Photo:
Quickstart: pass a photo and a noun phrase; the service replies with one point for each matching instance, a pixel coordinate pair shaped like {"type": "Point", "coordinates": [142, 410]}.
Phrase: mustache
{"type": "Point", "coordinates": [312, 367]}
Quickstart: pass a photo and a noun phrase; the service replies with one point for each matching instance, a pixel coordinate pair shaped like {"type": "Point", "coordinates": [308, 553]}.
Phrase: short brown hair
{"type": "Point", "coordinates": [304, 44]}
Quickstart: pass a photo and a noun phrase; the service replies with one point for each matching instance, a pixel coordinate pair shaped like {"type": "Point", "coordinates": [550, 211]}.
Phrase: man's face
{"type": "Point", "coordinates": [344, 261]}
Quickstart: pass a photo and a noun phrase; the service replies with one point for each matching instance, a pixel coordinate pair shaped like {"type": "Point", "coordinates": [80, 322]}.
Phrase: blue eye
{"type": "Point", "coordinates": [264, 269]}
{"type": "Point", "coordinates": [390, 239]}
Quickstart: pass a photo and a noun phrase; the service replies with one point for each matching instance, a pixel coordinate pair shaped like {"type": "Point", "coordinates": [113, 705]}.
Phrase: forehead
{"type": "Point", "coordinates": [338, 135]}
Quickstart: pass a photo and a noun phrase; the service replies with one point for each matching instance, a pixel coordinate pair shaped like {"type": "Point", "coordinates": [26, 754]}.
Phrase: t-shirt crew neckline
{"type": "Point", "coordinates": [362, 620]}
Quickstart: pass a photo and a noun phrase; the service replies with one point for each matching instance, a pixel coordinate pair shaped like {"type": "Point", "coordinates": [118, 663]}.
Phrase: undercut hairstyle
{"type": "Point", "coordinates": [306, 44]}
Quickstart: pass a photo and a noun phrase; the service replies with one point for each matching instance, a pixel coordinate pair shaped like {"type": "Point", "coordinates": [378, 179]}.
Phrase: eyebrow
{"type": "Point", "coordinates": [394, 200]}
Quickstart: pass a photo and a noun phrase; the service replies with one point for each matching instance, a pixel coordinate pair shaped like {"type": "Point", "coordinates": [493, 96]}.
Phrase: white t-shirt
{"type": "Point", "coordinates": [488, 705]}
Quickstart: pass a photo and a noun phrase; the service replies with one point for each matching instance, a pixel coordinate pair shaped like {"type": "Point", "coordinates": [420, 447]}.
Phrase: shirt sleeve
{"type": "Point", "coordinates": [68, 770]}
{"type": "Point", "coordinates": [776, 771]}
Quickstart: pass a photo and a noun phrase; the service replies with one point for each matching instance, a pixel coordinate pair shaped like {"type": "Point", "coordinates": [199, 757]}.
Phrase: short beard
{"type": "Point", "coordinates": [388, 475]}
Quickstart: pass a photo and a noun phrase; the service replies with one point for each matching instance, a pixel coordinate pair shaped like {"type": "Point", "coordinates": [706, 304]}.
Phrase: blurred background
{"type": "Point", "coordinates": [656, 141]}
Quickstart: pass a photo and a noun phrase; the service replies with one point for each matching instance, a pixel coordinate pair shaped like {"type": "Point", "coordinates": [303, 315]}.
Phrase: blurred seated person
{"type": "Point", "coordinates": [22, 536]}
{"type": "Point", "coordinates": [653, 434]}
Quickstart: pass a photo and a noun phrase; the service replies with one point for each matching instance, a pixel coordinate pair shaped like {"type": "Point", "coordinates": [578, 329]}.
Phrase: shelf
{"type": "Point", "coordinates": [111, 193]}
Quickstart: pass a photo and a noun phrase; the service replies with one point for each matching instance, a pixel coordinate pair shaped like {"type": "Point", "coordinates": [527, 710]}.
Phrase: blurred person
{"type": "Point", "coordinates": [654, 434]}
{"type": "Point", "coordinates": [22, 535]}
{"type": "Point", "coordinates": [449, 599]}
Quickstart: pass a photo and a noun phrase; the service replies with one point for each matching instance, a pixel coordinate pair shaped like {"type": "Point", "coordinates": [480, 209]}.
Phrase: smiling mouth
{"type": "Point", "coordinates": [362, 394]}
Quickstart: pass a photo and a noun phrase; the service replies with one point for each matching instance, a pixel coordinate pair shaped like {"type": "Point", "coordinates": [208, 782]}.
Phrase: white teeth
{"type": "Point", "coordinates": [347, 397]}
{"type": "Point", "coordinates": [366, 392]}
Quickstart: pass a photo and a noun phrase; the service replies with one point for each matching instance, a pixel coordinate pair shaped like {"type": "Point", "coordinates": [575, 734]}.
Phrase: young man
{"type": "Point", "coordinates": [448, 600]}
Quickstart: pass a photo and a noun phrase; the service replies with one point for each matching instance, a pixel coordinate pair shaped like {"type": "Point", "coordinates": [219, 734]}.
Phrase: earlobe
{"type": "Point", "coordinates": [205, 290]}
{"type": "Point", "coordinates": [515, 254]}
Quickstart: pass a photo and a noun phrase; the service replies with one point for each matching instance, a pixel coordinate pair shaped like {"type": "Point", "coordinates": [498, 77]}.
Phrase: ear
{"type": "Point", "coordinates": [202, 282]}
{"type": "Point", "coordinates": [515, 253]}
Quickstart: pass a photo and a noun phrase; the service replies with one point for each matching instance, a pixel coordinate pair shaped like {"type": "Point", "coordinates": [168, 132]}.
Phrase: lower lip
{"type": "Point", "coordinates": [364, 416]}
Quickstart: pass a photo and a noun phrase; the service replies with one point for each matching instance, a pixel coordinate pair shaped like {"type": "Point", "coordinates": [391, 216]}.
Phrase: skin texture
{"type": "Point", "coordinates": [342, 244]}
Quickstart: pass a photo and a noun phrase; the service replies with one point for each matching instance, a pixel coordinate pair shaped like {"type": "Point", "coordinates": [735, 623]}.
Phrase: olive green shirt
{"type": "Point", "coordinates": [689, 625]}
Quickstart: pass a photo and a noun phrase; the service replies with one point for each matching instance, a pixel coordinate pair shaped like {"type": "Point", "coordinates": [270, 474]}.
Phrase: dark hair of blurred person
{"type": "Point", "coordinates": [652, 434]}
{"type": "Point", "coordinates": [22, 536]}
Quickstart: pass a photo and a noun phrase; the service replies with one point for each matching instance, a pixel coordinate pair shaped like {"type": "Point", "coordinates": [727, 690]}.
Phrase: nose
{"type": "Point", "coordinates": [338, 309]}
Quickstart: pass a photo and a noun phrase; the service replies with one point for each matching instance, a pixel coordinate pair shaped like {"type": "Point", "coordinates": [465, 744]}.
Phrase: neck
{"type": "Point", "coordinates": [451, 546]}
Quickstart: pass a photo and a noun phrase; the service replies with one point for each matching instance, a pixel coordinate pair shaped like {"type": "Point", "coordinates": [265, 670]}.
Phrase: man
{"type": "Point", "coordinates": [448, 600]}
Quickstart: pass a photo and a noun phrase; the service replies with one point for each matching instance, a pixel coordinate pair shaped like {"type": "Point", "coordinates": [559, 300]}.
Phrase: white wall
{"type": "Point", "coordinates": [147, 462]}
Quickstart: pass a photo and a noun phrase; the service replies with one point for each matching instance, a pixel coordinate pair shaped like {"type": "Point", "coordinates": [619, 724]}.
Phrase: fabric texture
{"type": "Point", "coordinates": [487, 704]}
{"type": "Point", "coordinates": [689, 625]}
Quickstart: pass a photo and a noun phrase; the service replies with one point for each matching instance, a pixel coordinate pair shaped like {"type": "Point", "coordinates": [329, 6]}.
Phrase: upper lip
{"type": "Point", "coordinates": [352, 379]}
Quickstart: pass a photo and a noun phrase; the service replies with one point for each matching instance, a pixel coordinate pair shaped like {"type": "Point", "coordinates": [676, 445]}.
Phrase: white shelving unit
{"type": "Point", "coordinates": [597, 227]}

▸ **Work to do**: How many lines of the entries above contain the string "white", where case counts? Reply with the number only.

▸ **Output for this exercise**: 4